◆ **READING TEXT**

* start *

For any relation to flourish, it has to be nurtured with love, understanding and trust. But the fragile bond of love is broken if one is less dedicated to the relationship. This holds true when you love your boyfriend more than he loves you. You are more sincere and committed towards your relationship and hence prone to feel the depth of misery when you realize that you might be loosing him.

However, there is still time to salvage your relationship and woo him back. A little dose of retrospection, commitment and communication can do wonders to your fading relationship and give it a new lease of life.

So where do you start once you have realized that he doesn’t love you anymore. Here are a few steps that will help you pave your way to get him back.

Step 1
Retrospect on your relationship: The initial and the most important step for you is to apprehend why the relationship broke in the first place. Think about what went wrong. What were the reasons for its deteriorating? If the reasons were related to abuse-physical or mental or both then think long and hard before setting up your mind to save this relationship.

* end *

Entries from a dataset:
* start *

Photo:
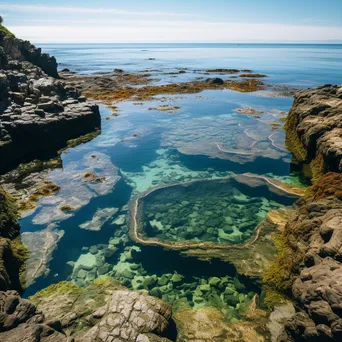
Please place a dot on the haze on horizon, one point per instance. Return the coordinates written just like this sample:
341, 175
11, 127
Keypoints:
134, 21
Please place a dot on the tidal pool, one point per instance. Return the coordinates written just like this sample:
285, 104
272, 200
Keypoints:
144, 148
214, 210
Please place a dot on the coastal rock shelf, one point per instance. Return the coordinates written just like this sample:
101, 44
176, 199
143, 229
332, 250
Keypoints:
314, 128
38, 113
206, 213
233, 137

* end *

◆ **WORK INSTRUCTIONS**
**1)** In the relationship advice text, what things are said to do wonders for a fading relationship? List each one.
**2)** According to the relationship advice text, what is the initial and most important step?
These entries are drawn from a separate source and are unrelated to the relationship advice text.

◆ **IN RESPONSE**
**1)** Retrospection, commitment, communication

**2)** To apprehend why the relationship broke in the first place.